WRITTEN TASK:
Revise each of the items below by changing every "separate parts" to "disconnected parts" and keeping everything else the same.

Mask labeling items
:::::
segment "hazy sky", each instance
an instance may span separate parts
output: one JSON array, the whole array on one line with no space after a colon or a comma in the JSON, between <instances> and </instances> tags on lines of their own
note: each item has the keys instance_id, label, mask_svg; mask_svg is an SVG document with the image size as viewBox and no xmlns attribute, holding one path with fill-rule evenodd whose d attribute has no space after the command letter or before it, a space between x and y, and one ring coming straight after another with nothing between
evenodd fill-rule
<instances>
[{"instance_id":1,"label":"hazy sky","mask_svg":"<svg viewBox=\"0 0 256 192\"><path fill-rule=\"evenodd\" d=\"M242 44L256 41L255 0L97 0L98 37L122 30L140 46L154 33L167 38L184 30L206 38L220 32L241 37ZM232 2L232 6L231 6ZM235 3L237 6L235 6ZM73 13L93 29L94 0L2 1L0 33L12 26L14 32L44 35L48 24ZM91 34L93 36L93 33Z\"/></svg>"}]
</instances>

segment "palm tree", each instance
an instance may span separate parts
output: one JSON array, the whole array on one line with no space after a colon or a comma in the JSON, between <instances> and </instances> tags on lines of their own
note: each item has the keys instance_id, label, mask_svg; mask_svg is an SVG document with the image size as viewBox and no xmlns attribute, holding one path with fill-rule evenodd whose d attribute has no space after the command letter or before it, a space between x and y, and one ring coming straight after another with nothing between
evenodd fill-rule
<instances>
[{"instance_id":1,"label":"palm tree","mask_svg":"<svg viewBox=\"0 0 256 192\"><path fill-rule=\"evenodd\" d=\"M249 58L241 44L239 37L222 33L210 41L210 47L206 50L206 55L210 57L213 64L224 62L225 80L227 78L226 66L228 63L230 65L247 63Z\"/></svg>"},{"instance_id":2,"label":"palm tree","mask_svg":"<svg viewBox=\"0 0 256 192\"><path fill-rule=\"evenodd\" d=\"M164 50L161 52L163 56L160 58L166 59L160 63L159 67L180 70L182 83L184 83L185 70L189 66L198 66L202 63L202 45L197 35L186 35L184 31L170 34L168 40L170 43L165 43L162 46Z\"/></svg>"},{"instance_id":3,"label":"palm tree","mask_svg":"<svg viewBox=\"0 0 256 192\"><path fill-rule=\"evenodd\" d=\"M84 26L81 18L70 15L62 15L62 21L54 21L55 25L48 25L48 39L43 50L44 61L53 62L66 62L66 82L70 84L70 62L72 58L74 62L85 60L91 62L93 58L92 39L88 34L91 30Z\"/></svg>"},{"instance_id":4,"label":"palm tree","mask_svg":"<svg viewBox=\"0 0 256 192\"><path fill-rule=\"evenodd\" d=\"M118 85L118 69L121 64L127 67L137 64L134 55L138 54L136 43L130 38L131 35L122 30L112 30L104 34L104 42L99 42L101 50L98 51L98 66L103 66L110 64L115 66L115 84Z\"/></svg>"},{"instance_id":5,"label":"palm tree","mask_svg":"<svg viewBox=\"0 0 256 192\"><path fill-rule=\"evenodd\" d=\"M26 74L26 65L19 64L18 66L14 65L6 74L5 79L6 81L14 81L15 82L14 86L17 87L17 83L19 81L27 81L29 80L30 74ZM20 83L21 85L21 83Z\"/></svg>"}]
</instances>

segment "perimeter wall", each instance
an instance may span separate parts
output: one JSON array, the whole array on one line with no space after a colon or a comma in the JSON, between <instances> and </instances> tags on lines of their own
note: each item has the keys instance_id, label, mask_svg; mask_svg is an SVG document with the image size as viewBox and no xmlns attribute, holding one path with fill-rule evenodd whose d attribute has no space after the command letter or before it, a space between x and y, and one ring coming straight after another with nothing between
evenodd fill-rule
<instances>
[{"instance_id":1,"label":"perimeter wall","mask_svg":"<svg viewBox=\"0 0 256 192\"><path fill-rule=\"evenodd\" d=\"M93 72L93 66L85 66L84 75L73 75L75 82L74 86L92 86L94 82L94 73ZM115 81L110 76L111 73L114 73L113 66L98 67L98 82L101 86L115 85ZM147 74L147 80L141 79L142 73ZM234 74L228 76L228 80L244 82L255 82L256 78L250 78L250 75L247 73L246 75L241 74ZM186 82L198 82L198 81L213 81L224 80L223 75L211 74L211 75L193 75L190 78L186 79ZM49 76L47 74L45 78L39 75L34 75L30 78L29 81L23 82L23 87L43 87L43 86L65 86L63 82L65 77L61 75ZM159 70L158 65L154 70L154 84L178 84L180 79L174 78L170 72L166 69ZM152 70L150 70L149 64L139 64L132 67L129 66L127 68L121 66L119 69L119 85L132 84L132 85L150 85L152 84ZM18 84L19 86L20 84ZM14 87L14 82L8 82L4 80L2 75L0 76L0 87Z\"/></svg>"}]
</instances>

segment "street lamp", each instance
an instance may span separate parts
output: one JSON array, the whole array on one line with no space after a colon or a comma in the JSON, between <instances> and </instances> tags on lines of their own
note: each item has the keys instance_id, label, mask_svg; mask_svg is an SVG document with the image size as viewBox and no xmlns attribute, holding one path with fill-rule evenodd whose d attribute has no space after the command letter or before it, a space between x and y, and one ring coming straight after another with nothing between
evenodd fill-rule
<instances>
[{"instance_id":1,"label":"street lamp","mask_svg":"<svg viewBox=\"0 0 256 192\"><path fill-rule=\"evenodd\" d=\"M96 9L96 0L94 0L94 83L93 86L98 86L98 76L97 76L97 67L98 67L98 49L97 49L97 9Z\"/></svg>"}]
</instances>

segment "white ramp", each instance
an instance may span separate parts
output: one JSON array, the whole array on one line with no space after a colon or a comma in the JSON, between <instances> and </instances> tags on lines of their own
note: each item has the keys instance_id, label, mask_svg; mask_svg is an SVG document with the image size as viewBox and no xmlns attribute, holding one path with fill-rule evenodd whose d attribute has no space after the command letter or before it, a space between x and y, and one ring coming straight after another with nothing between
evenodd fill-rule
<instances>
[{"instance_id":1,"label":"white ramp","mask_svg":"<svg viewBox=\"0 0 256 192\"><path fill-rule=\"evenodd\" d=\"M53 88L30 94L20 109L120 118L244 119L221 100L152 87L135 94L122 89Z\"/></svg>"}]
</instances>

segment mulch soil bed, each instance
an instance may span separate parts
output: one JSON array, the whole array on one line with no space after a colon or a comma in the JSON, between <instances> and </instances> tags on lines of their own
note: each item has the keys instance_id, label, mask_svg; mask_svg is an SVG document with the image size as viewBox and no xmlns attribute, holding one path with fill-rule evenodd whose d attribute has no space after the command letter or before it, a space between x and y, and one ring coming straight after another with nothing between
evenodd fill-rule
:::::
SOLUTION TO THIS EXERCISE:
segment "hazy sky", each instance
an instance may span disconnected parts
output: one JSON array, the whole array on one line with no space after a colon or a comma in the JSON, between <instances> and </instances> tags on lines of their own
note: each item has the keys instance_id, label, mask_svg; mask_svg is an SVG document with the image size as viewBox and no xmlns attribute, holding one path with fill-rule evenodd whose d attribute has no space after the command letter or before it, a space between x and y, and one ring coming straight after another with nothing between
evenodd fill-rule
<instances>
[{"instance_id":1,"label":"hazy sky","mask_svg":"<svg viewBox=\"0 0 256 192\"><path fill-rule=\"evenodd\" d=\"M242 44L256 41L255 0L97 0L98 37L122 30L140 46L154 33L167 38L184 30L206 38L220 32L241 37ZM232 2L232 6L231 6ZM235 3L237 6L235 6ZM73 13L93 29L94 0L2 1L0 33L12 26L14 32L44 35L48 24ZM91 34L93 36L93 33Z\"/></svg>"}]
</instances>

segment "palm tree", each instance
an instance may span disconnected parts
output: one JSON array, the whole array on one line with no space after a colon or a comma in the JSON, between <instances> and </instances> tags on lines of their own
note: each item has the keys instance_id, label, mask_svg; mask_svg is an SVG document with the image size as viewBox and no xmlns attribute, holding one path with fill-rule evenodd whose d attribute has no space after the command letter or before it, a space between x and y, and one ring coming straight after another with nothing between
evenodd fill-rule
<instances>
[{"instance_id":1,"label":"palm tree","mask_svg":"<svg viewBox=\"0 0 256 192\"><path fill-rule=\"evenodd\" d=\"M249 58L241 44L239 37L222 33L210 41L210 47L206 50L206 55L210 57L213 64L224 62L225 80L227 78L226 66L228 63L230 65L247 63Z\"/></svg>"},{"instance_id":2,"label":"palm tree","mask_svg":"<svg viewBox=\"0 0 256 192\"><path fill-rule=\"evenodd\" d=\"M164 50L161 52L163 56L160 58L166 59L160 63L159 67L180 70L182 83L184 83L185 70L189 66L198 66L202 63L202 45L197 35L186 35L184 31L170 34L168 40L170 43L165 43L162 46Z\"/></svg>"},{"instance_id":3,"label":"palm tree","mask_svg":"<svg viewBox=\"0 0 256 192\"><path fill-rule=\"evenodd\" d=\"M84 26L81 18L70 15L62 15L62 21L54 21L55 25L48 25L48 39L43 50L44 61L53 62L66 62L66 82L70 84L70 62L72 58L74 62L85 60L91 62L93 58L92 39L88 34L91 30Z\"/></svg>"},{"instance_id":4,"label":"palm tree","mask_svg":"<svg viewBox=\"0 0 256 192\"><path fill-rule=\"evenodd\" d=\"M118 85L118 69L121 64L127 67L137 64L134 55L138 54L136 43L130 38L131 35L122 30L112 30L104 34L104 42L99 42L101 50L98 51L98 66L103 66L110 64L115 66L115 84Z\"/></svg>"},{"instance_id":5,"label":"palm tree","mask_svg":"<svg viewBox=\"0 0 256 192\"><path fill-rule=\"evenodd\" d=\"M26 74L26 65L19 64L18 66L14 65L6 74L5 79L6 81L14 81L15 82L14 86L17 87L17 83L19 81L27 81L29 80L30 74ZM20 83L21 85L21 83Z\"/></svg>"}]
</instances>

segment "perimeter wall", each instance
an instance may span disconnected parts
output: one JSON array, the whole array on one line with no space after a colon or a comma in the JSON, between <instances> and </instances> tags on lines of their own
note: each item has the keys instance_id, label, mask_svg; mask_svg is an SVG document with the image size as viewBox and no xmlns attribute, holding one path with fill-rule evenodd whose d attribute has no space after the command letter or before it, a space between x and y, and one ring coming straight after another with nothing between
evenodd fill-rule
<instances>
[{"instance_id":1,"label":"perimeter wall","mask_svg":"<svg viewBox=\"0 0 256 192\"><path fill-rule=\"evenodd\" d=\"M93 72L93 66L85 66L84 75L73 75L75 82L74 86L92 86L94 82L94 73ZM115 81L110 76L111 73L114 73L113 66L98 67L98 82L101 86L115 85ZM147 74L147 80L141 79L142 73ZM234 74L228 76L228 80L244 82L255 82L256 78L250 78L250 75L247 73L246 75L241 74ZM186 82L198 82L198 81L213 81L224 80L223 75L211 74L211 75L193 75L190 78L186 79ZM49 76L47 74L45 78L39 75L34 75L30 78L29 81L23 82L23 87L43 87L43 86L65 86L63 82L65 77L61 75ZM159 70L158 65L154 70L154 84L178 84L180 79L174 78L170 72L166 69ZM152 70L150 70L149 64L139 64L132 67L129 66L127 68L121 66L119 69L119 85L132 84L132 85L150 85L152 84ZM18 84L19 86L20 84ZM14 87L14 82L8 82L4 80L2 75L0 76L0 87Z\"/></svg>"}]
</instances>

segment "street lamp", each instance
an instance may span disconnected parts
output: one JSON array, the whole array on one line with no space after a colon or a comma in the JSON, between <instances> and </instances> tags on lines of their own
note: each item has the keys instance_id, label, mask_svg; mask_svg is an SVG document with the image size as viewBox and no xmlns attribute, holding one path with fill-rule evenodd whose d attribute has no space after the command letter or before it, a space between x and y, and one ring coming straight after another with nothing between
evenodd fill-rule
<instances>
[{"instance_id":1,"label":"street lamp","mask_svg":"<svg viewBox=\"0 0 256 192\"><path fill-rule=\"evenodd\" d=\"M96 9L96 0L94 0L94 83L93 86L98 86L98 76L97 76L97 67L98 67L98 49L97 49L97 9Z\"/></svg>"}]
</instances>

segment "white ramp", each instance
an instance may span disconnected parts
output: one JSON array, the whole array on one line with no space after a colon or a comma in the JSON, between <instances> and </instances> tags on lines of their own
note: each item has the keys instance_id, label, mask_svg; mask_svg is an SVG document with the image size as viewBox and no xmlns attribute, holding one path with fill-rule evenodd whose d attribute has no space after the command letter or before it, a space between x and y, and one ring coming straight after another with nothing between
evenodd fill-rule
<instances>
[{"instance_id":1,"label":"white ramp","mask_svg":"<svg viewBox=\"0 0 256 192\"><path fill-rule=\"evenodd\" d=\"M53 88L30 94L20 109L120 118L244 119L221 100L152 87L135 94L122 89Z\"/></svg>"}]
</instances>

segment mulch soil bed, each instance
an instance may span disconnected parts
output: one JSON array, the whole array on one line with no space after a colon or a comma in the JSON, between <instances> and </instances> tags on lines of their own
note: each item has the keys instance_id, label, mask_svg; mask_svg is an SVG document with the image size as viewBox and no xmlns attribute, holding one path with fill-rule evenodd whose d attribute has no space after the command letter or before it, a space between x and y, and one ring coming straight after another with nothing between
evenodd fill-rule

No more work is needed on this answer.